REQUIRED WORK ▸ Every record below, from first to last: print it exactly as shown.

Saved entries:
*** Begin section ***
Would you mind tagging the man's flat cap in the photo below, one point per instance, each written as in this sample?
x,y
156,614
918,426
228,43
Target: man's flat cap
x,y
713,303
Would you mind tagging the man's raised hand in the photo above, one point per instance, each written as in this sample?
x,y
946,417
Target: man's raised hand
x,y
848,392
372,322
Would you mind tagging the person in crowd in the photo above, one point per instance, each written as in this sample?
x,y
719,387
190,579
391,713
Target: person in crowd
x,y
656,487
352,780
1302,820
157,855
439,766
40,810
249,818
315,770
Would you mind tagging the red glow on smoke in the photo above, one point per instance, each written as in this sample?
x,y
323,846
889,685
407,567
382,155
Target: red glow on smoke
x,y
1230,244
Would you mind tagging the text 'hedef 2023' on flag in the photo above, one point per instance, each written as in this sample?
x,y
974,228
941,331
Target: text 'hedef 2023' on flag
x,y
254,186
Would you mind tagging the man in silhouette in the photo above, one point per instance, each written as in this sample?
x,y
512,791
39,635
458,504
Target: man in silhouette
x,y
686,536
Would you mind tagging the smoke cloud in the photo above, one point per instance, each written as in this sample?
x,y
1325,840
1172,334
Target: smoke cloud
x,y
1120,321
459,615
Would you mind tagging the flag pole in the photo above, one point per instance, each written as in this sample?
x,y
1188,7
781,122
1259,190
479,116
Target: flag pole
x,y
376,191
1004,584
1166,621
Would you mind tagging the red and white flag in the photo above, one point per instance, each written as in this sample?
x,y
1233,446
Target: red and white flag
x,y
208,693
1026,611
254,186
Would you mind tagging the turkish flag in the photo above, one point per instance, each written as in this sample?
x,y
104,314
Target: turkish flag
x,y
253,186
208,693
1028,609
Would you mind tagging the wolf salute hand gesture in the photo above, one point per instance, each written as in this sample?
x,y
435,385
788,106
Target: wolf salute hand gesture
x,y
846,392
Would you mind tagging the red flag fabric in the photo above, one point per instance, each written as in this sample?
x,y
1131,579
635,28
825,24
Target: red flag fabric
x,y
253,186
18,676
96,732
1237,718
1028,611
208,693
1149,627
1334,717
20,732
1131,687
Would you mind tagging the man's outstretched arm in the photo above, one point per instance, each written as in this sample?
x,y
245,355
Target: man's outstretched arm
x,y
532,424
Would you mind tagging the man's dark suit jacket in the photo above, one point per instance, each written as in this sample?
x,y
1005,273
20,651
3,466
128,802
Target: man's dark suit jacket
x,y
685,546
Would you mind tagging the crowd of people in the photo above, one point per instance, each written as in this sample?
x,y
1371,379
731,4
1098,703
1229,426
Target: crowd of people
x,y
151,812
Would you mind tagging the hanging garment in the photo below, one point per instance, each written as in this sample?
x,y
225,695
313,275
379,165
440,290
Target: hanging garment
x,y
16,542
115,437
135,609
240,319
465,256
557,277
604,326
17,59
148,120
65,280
*** End section ***
TASK SOLUTION ▸
Would you mind tagging the man's flat cap in the photo below, one point per instance, each written as in this sample?
x,y
156,614
918,426
228,43
Target: man's flat cap
x,y
713,303
Would you mind tagging the man's raised hand in the photo above, one point per instance, each written as in this sample?
x,y
946,417
Target: man's raised hand
x,y
848,392
372,322
Would you mind tagging the person in crowd in the photo above, one point per instance, each written as in this sample?
x,y
719,387
190,579
391,713
Target: person in crowd
x,y
656,487
352,780
1302,820
157,855
439,766
40,810
249,818
315,770
Would you mind tagging the red glow on smoke in the photo above, one point per instance, each written as in this sample?
x,y
323,846
889,685
407,567
382,155
Target: red glow on smoke
x,y
1230,244
Would you mind tagging the text 'hedef 2023' on flag in the photo above, one point per instance, each written as in this sample?
x,y
974,228
941,331
Target: text 'hedef 2023' on flag
x,y
254,186
Would you mind tagging the man in silhouette in the photo above, one point per instance, each written as in this sample?
x,y
512,791
39,635
458,504
Target: man in silhouette
x,y
686,536
Would you mind tagging the smoke cloud in the photo above, one point per instance, each written as in this sample?
x,y
1325,840
1172,334
Target: smoke cloud
x,y
1120,321
459,615
Would you mind tagging the flag pole in the photo above, one point per instance, each written as in this sample?
x,y
1188,7
781,122
1259,190
479,116
Target: flag pole
x,y
376,191
1004,584
1166,621
Would you mind tagging the red and white flag in the photo above, one point per instance, each written as in this sample?
x,y
1233,446
Target: red and white flag
x,y
208,693
1026,611
254,186
Would you mind tagging the turkish flag in the photo above, one point per instance, each written as in this sample?
x,y
104,314
Target: turkish flag
x,y
253,186
208,693
1028,609
Would you mind tagging the wolf salute hand gesture in the photo above, one point per instance, each written as in this sample?
x,y
435,385
788,106
Target: wolf salute hand gesture
x,y
846,392
Would you mind tagging the red flag fabric in the photo above, one point per instance, each written as in this sample?
x,y
1131,579
635,28
825,24
Target: red flag fabric
x,y
253,186
18,676
96,732
1237,718
1028,611
208,693
1149,627
1334,717
20,732
1131,687
Would you mind tagging the man's outstretched arm in the photo above, one point per instance, each written as in this sample?
x,y
245,355
Target: man's outstretched arm
x,y
532,424
Would you mind tagging the man's dark suit jacket in the photo above, one point per instance, each written as in this sample?
x,y
1005,273
20,651
3,466
128,802
Target: man's dark suit jacket
x,y
685,546
Would you mind tagging the crowd of people in the photo above, one point per instance, each written as in this sample?
x,y
1371,379
731,4
1098,703
1229,426
Target: crowd of people
x,y
151,812
Would you mind tagging the hanging garment in the photo below, one point per instance, each written as in this sample?
x,y
225,695
313,275
379,165
440,290
Target: hanging garment
x,y
16,542
115,437
135,609
240,319
465,256
557,277
604,326
17,59
148,120
65,280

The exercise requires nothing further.